# Kimber Bp Ten Ii Pro



## dlb (Jul 29, 2007)

I JUST PICKED UP 1 FOR 450 OUT THE DOOR.:smt033 I THINK I GOT A SMOKIN' DEAL. ANYBODY GIVE SOME ADVICE ON EXTRA MAGS. HOPEFULLY GOING TO THE RANGE THIS WEEK. I WILL GIVE A RANGE REPORT LATER.


----------



## dlb (Jul 29, 2007)

anybody out there


----------



## drummin man 627 (Dec 25, 2006)

Well seeing as how no one else has answered, I'll put in my 2 cents. I almost purchased one in January, but I decided to start with a 9 mm as my first auto. I had checked around my area and the best quote I got was about $100 more than you paid. So, I would venture that you did very well. I figure that the best bet for magazines would be from Kimber, themselves.
Check this other forum, which is where I found a lot of 1911 info.
Click here: http://forum.m1911.org/forumdisplay.php?f=21


----------



## JimmySays (Jun 8, 2007)

Congratulations on a good buy! I am interested in getting a range report. :smt023


----------



## js (Jun 29, 2006)

pics...? Popcornsmilie


----------

What to do:
Which usernames appear as posters in the Kimber Bp Ten Ii Pro thread? List each one once.

[Stored data entries]
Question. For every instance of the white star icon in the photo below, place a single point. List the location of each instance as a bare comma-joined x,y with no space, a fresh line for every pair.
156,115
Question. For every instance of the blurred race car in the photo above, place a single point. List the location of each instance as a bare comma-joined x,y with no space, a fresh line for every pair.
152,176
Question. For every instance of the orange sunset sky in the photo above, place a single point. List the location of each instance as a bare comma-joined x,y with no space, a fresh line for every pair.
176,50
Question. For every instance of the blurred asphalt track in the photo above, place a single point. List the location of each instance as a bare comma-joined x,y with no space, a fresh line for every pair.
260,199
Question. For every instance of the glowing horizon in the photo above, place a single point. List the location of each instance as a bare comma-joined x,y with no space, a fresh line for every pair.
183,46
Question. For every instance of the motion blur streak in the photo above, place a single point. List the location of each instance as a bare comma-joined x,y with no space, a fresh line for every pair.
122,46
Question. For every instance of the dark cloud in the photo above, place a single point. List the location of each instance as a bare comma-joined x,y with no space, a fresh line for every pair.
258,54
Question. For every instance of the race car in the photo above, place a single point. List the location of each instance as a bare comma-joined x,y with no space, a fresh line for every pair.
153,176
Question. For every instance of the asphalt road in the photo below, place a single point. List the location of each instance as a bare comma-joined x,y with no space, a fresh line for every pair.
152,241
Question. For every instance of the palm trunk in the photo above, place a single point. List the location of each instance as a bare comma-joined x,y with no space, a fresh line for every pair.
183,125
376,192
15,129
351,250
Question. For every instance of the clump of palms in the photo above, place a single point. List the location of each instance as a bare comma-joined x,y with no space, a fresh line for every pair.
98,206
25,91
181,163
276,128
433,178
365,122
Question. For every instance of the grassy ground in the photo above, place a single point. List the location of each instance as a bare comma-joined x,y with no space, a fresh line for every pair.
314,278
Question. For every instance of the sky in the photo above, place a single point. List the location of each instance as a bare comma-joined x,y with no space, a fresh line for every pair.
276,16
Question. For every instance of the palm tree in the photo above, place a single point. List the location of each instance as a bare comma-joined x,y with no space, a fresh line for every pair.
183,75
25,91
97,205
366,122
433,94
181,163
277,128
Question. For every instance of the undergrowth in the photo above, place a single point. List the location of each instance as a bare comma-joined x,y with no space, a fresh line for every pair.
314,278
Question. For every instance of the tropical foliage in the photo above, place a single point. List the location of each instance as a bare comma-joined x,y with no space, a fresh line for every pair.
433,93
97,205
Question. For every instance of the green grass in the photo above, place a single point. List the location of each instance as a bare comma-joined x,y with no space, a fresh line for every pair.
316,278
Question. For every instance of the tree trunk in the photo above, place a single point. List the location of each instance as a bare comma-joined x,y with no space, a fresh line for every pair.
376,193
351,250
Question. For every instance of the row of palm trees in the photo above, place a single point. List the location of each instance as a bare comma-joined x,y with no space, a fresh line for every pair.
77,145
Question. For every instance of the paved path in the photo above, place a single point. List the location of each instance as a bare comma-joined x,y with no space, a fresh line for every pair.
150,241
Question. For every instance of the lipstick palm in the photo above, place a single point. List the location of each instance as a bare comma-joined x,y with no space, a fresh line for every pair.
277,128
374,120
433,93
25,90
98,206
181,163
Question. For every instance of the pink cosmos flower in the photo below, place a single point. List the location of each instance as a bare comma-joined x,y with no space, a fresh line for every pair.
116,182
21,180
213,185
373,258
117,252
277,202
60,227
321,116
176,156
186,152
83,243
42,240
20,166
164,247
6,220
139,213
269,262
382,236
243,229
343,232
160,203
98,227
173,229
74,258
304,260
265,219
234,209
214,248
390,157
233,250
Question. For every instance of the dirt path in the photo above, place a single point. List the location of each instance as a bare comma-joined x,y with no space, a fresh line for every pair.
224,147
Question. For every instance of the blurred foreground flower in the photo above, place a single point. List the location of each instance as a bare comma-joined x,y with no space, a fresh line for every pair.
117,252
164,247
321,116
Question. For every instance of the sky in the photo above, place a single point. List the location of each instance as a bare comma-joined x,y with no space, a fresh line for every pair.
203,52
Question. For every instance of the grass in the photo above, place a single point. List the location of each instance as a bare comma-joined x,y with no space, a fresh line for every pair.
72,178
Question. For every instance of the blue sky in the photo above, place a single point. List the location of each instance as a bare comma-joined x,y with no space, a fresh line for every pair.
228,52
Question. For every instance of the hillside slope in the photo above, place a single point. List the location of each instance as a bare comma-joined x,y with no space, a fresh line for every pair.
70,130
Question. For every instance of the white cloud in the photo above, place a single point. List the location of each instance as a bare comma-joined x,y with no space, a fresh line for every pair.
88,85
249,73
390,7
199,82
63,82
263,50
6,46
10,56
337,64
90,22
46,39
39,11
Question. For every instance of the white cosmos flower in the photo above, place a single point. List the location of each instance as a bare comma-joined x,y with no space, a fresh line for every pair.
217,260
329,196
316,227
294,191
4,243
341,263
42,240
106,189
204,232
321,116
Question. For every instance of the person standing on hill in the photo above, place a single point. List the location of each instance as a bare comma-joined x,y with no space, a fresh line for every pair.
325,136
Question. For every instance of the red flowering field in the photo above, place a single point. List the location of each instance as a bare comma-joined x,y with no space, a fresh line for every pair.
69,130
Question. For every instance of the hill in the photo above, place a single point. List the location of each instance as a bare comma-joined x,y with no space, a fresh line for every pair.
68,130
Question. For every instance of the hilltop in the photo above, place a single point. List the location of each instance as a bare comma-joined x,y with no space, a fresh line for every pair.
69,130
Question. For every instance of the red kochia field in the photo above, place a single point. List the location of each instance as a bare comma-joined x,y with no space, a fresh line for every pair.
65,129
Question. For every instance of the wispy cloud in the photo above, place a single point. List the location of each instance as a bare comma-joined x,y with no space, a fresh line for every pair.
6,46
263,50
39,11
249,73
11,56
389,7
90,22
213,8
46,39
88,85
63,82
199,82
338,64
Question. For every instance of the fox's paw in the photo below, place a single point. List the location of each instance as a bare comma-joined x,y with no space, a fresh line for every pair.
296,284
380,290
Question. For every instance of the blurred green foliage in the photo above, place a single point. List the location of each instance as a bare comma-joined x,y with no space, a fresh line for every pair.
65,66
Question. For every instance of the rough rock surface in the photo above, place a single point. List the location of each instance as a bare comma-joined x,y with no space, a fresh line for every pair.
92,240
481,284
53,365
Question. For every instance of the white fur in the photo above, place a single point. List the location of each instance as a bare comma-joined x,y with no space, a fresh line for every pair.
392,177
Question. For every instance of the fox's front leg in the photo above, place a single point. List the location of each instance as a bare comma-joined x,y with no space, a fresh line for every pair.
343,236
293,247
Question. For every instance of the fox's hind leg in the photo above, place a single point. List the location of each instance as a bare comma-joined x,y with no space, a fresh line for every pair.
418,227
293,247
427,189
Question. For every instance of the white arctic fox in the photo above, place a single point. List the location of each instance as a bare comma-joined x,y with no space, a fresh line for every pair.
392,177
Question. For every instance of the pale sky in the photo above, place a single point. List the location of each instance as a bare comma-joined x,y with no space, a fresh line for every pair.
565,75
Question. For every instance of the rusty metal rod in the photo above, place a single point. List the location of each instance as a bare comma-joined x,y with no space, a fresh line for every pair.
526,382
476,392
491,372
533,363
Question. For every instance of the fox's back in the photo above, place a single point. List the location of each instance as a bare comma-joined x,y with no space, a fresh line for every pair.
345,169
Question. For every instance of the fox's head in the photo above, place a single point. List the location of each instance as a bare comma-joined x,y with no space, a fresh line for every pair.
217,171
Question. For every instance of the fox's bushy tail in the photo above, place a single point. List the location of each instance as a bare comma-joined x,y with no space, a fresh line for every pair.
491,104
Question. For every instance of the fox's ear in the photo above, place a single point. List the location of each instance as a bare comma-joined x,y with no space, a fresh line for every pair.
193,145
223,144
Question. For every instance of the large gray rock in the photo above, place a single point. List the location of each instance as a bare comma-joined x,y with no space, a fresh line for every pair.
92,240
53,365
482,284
==
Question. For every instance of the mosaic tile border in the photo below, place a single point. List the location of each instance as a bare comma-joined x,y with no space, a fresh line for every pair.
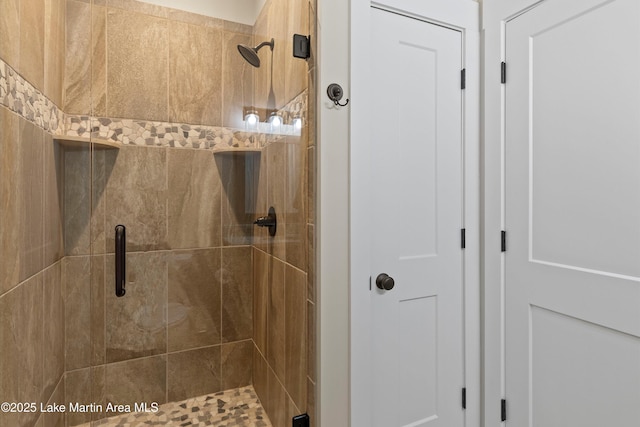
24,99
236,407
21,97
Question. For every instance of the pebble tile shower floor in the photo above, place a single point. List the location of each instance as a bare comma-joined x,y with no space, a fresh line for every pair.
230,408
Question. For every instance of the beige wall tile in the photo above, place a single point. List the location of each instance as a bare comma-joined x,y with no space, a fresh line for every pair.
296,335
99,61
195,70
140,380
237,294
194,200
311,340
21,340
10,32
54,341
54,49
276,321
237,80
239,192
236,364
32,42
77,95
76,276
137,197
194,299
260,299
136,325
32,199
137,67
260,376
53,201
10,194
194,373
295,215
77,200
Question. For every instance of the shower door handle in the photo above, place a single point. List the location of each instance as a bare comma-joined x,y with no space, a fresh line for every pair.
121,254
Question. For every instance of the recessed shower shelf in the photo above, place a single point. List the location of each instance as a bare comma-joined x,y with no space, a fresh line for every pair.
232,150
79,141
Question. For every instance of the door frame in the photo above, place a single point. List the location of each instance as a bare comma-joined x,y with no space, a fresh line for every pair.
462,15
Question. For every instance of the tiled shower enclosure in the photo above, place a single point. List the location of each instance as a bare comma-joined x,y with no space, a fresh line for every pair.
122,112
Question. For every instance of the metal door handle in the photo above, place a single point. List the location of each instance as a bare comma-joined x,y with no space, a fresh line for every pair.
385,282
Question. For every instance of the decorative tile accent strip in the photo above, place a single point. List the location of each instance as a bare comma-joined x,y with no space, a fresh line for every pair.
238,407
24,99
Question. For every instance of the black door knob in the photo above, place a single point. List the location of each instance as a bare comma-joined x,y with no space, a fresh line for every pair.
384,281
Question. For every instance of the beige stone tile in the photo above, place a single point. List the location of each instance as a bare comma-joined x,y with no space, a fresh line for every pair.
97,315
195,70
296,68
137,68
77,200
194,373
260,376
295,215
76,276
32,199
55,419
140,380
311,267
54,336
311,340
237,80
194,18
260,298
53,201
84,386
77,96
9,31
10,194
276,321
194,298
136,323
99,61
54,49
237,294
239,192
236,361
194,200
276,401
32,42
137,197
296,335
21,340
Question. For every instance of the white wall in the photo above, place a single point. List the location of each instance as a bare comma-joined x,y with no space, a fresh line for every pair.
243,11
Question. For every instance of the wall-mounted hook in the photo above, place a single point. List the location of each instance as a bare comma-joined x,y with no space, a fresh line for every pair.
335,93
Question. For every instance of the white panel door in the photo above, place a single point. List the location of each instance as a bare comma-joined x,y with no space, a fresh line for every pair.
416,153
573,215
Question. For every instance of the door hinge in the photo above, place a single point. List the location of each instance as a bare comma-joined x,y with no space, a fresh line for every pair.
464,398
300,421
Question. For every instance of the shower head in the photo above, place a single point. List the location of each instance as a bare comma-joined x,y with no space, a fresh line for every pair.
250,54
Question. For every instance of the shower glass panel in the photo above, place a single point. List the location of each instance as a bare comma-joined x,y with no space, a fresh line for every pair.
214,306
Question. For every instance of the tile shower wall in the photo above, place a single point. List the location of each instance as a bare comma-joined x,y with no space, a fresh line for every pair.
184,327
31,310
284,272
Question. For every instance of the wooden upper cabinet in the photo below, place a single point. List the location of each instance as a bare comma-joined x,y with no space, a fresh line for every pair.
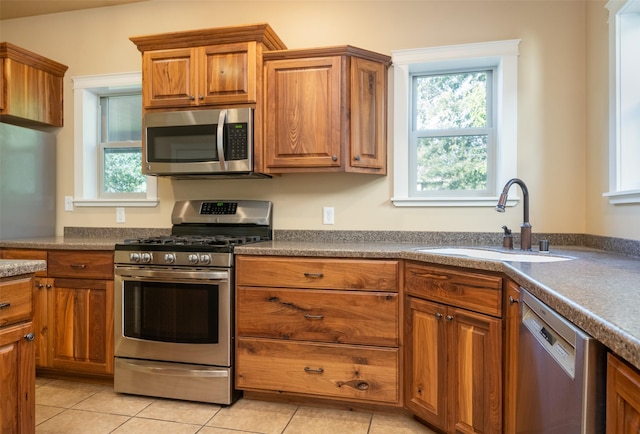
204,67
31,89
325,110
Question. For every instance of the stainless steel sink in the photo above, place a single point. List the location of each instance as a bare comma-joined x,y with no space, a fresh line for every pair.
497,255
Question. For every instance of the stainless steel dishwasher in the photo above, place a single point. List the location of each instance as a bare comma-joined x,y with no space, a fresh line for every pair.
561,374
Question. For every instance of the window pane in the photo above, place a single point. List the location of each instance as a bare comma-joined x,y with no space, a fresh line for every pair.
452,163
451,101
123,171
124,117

Answer to this problem:
dlb, drummin man 627, JimmySays, js